Problem to solve: Can you carry on the essay about habitat conservation in the Sacramento-San Joaquin Delta, starting right after its last sentence?

Document segment:
--
By John Durand, Peter Moyle, and Amber Manfree
In a previous blog, we presented a Grand Scheme for habitat conservation in the North Delta Arc (the Arc). This follows up on our earlier broad vision for recreating a Delta more friendly to its native species. In this essay, we give philosophical and historical reasons to approach habitat conservation on the regional scale of the Arc, using reconciliation ecology as our guide.
The Sacramento-San Joaquin Delta has been extensively altered over the past 150 years. Major changes include manipulation of river flows, alien species invasions, conversion of wetlands to agriculture and, most recently, climate change. Changes have been incremental and slow enough that successive generations of Delta residents, fishermen, scientists, and managers have not seen the full extent of transformation. Each generation assumes the conditions they encounter are not much different from those of the recent past. This problem of slowly shifting baselines means that our understanding of historical conditions shifts with changing conditions, because the change is difficult to accept and because we cannot directly observe what conditions were like in the more distant past (Pauly 1995; Papworth et al. 2009).
A recent review of anthropological studies, early travelogues, and scientific surveys of the Delta gives a better sense of the transformation. The Delta originally was a place where the sky darkened with migratory waterfowl in fall, where salmon runs crowded tributary rivers, tule elk browsed on oak-topped natural levees, and delta smelt were a common prey for fishes and birds. Flows in the Sacramento and San Joaquin Rivers were highly variable, but predictable in pattern, with winter floods and summer droughts. Such aspects of the historic landscape were gradually lost with marsh reclamation, damming, levee construction, water diversions and pollution from mining, agriculture, waste water and urban runoff. It is impossible to restore natural conditions—little quality habitat remains, connectivity among habitats has been lost, and many historically abundant species are extinct or their populations are greatly reduced in number. Native species have been largely replaced by alien plant and animal species such as largemouth bass, Mississippi silversides and Brazilian waterweed. These new arrivals are abundant because they are adapted to conditions created by the expanding human-altered landscape.
--
Location labeling records:

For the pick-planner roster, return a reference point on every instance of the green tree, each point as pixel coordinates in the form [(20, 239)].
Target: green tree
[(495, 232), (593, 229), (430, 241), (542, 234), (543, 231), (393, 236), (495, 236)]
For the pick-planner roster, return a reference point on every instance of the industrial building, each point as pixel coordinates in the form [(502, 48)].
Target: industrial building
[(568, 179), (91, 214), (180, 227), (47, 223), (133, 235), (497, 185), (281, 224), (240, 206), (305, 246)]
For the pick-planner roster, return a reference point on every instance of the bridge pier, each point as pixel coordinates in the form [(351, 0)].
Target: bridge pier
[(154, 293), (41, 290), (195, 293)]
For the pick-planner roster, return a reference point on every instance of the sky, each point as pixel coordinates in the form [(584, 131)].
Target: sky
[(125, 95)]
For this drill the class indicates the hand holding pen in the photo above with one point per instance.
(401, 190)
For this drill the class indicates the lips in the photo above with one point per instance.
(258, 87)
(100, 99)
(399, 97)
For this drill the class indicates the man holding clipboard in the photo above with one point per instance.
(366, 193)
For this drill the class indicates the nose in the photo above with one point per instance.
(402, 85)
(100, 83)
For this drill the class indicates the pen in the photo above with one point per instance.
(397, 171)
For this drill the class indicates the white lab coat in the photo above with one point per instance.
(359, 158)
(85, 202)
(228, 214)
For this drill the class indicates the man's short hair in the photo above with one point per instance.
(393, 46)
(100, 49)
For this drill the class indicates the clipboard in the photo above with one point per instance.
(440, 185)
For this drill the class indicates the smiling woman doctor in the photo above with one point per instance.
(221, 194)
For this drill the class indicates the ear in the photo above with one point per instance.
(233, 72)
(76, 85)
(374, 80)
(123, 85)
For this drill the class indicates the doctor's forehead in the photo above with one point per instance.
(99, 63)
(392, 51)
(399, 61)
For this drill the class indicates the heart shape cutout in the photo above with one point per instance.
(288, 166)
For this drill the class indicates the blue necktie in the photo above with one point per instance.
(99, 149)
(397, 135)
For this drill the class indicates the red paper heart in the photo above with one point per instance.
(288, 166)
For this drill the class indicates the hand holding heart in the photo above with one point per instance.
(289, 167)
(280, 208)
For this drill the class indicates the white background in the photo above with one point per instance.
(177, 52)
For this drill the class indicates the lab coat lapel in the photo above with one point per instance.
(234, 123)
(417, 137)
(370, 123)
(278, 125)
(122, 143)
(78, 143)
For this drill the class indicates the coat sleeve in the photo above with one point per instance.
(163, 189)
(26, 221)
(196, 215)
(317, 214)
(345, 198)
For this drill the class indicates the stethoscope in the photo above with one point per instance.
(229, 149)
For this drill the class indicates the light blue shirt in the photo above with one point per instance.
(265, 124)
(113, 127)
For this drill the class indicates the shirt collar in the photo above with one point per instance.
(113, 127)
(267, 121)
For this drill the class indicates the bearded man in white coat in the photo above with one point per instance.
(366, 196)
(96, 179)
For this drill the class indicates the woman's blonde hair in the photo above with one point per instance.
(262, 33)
--
Reply:
Governor Brown’s EcoRestore initiative aims to provide habitat restoration projects to reverse the decline of native species and create habitat that functions to support native species . We agree that it is imperative that some of our pre-19th century historic natural legacy be maintained. Given the depth of transformation, restoration to perceived “baseline conditions” is impracticable. That historic Delta is lost.
As a workable alternative, we promote the idea of reconciling current land uses with desirable ecological outcomes. A reconciliation approach to Delta conservation offers opportunities to recapture lost ecological functions that support threatened species. It involves creative management of the current landscape to balance benefits for fish, waterfowl, food webs, and human uses. This idea can help to manage the emergence of novel ecosystems globally, landscapes with new conditions and combinations of organisms with no historical analogue, but which provide valuable and viable species conservation opportunities, as well as human benefits (Rosenzweig 2003; Hobbs et al. 2006).
This approach may involve some dramatic and expensive actions that involve earth moving to recreate marshes and meandering channels. But more often, it involves working with farmers, duck club owners, anglers, and other stakeholders to adjust breaching of levees and the operation of tidal gates to facilitate the movement of water across the landscape.
The Nigiri project on the Yolo Bypass illustrates this concept. Here, young salmon are raised in rice fields before being released to the Delta and before farmers need to plant, with involvement of local farmers, state agencies, county government, CalTrout, and UC Davis. But Nigiri is not the only reconciliation project in the Delta. In Suisun Marsh, the Potrero Duck Club, historically operated as a private hunting club, is being managed to promote not only water fowl, but as an incubator to create food for the larger aquatic ecosystem. Although these sites differ from historical conditions, they effectively capture the ecological functions of an earlier Delta that are largely lost: they grow and disperse food, act as nursery habitat for young fish and provide food for nearby wildlife. While opportunities to re-create the Delta’s original habitats have faded, opportunities have arisen to create new habitats that serve human needs, provide ecosystem services, and support native fish and wildlife. We see wild lands being integrated with managed lands as the most productive way to create a reconciled Delta.
In future essays, we will explore the use of reconciliation ecology to several important sites in the Delta. These include: Meins Landing, Montezuma Wetlands, Potrero Club, Lindsey Slough, Denverton Slough, Blacklock Pond, Liberty Island, North Liberty Mitigation Bank and Beaver Ponds, Prospect Island and Roaring River.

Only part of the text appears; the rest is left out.